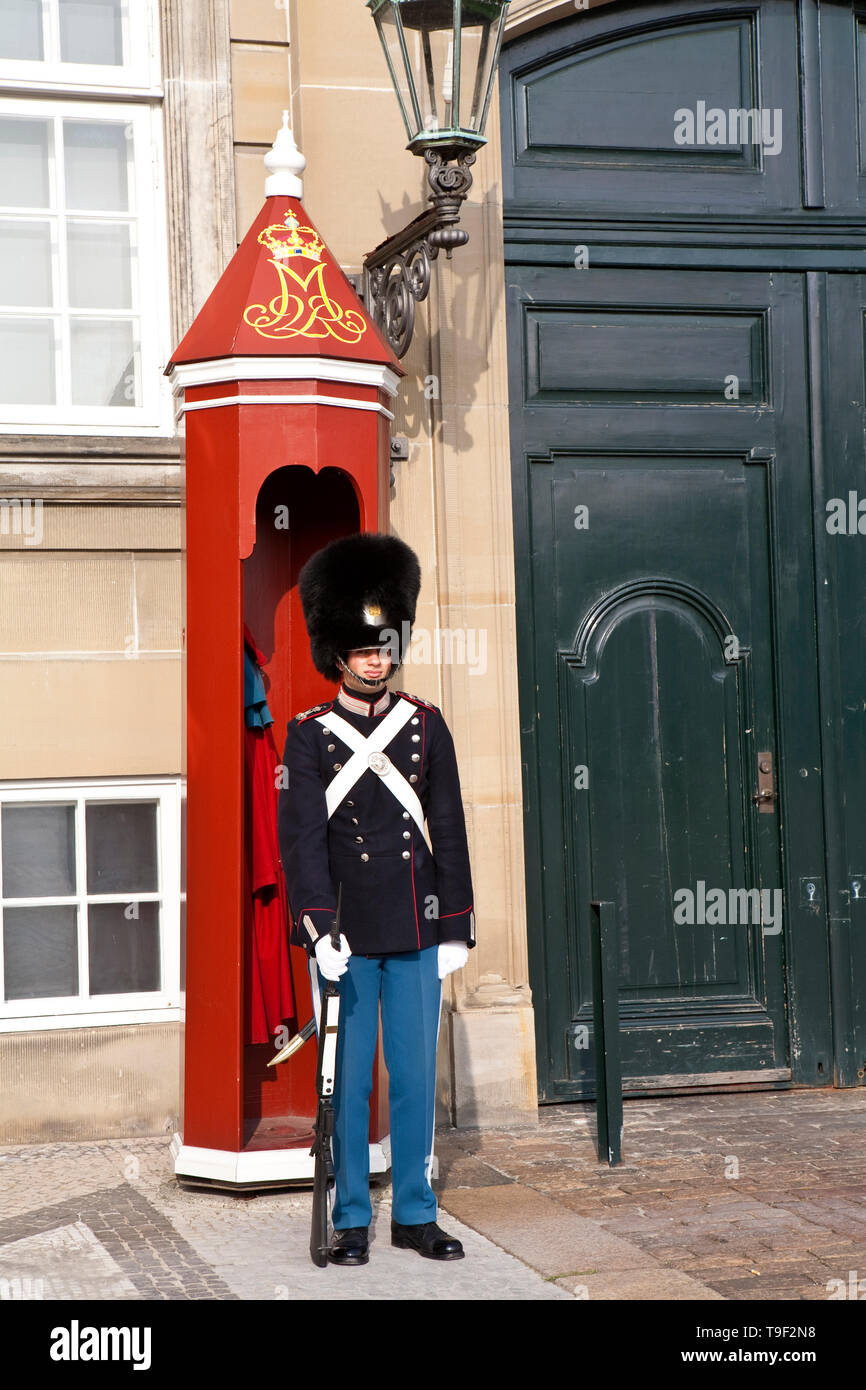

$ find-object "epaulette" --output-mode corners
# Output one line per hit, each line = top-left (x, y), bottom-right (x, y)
(293, 699), (334, 723)
(400, 691), (439, 714)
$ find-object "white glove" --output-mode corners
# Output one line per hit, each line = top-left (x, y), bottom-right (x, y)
(439, 941), (468, 980)
(316, 931), (352, 980)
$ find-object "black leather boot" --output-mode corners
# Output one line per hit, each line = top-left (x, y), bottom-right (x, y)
(328, 1226), (370, 1265)
(391, 1220), (464, 1259)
--------
Copy every line of the rows above, leaving out the pictures. Scale each bounding-box corner coordinate by 0.9, round it to the nearest whole number with halves rounded up, and keep all other lines unchanged.

$ find-object "epaulette" --output-mode corners
# Output one line per hit, each line = top-left (x, y), bottom-right (x, y)
(264, 629), (301, 651)
(360, 622), (395, 643)
$ find-object "white glove" --output-mode corners
# Output one line per hit, each line = top-left (x, y), bottom-right (x, y)
(395, 847), (421, 882)
(284, 838), (317, 882)
$ find-object "black leather boot" --output-mode corners
# Output one line per hit, each line = top-left (x, y), bottom-right (x, y)
(295, 1103), (333, 1139)
(352, 1098), (418, 1133)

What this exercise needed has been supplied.